Assessment of Left Atrium Motion Deformation Through Full Cardiac Cycle
Abdul Qayyum, Moona Mazher, Angela Lee, Jose A Solis-Lemus, Imran Razzak, Steven A Niederer
TL;DR
This work tackles the lack of 3D regional metrics for left atrium (LA) deformation by introducing an end-to-end 4D registration framework that combines high-resolution LA segmentation with displacement field (DVF) estimation across the full cardiac cycle. The approach fuses a 3D segmentation network (hybrid CNN-transformer) and a 4D registration model, enhanced by a CVAE-based motion-tracking module and a spatio-temporal Mask Autoencoder to map deformations into a low-dimensional latent space and forecast DVFs. Key contributions include (i) a 3D LA segmentation model trained on end-diastole and end-systole frames, (ii) a 4D registration pipeline producing accurate DVFs and high-quality meshes, and (iii) a motion-tracking framework that improves LA deformation estimation and enables regional fibrosis/strain analysis. On 41 subjects with 24-frame cycles, the Motion+MAE encoder achieved Dice around $0.88$ and Hausdorff Distance around $6.59\text{ mm}$, outperforming VoxelMorph and other baselines, highlighting potential clinical utility for AF management and personalized ablation planning.
Abstract
Unlike Right Atrium (RA), Left Atrium (LA) presents distinctive challenges, including much thinner myocardial walls, complex and irregular morphology, as well as diversity in individual's structure, making off-the-shelf methods designed for the Left Ventricle (LV) may not work in the context of the left atrium. To overcome aforementioned challenges, we are the first to present comprehensive technical workflow designed for 4D registration modeling to automatically analyze LA motion using high-resolution 3D Cine MR images. We integrate segmentation network and 4D registration process to precisely delineate LA segmentation throughout the full cardiac cycle. Additionally, an image 4D registration network is employed to extract LA displacement vector fields (DVFs). Our findings show the potential of proposed end to end framework in providing clinicians with novel regional biomarkers for left atrium motion tracking and deformation, carrying significant clinical implications.

The problem:
Say whether each statement agrees with the left atrium text. Answer yes or no, and quote the words from the text that decide it.
1. The 3D segmentation model was trained on end-diastole and end-systole frames.
2. The framework was tested on 41 subjects with 12-frame cycles.
3. The Motion+MAE encoder performed worse than VoxelMorph.

Free-text descriptions of objects
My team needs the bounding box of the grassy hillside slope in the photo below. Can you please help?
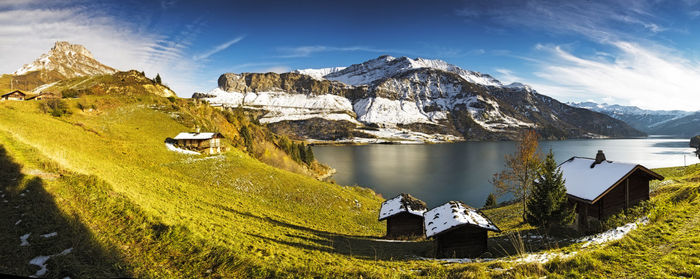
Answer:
[0,95,700,278]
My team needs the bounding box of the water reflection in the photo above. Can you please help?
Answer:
[314,137,700,207]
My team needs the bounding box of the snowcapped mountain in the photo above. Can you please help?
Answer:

Exercise solution:
1. Yes: "a 3D LA segmentation model trained on end-diastole and end-systole frames"
2. No: "On 41 subjects with 24-frame cycles"
3. No: "outperforming VoxelMorph and other baselines"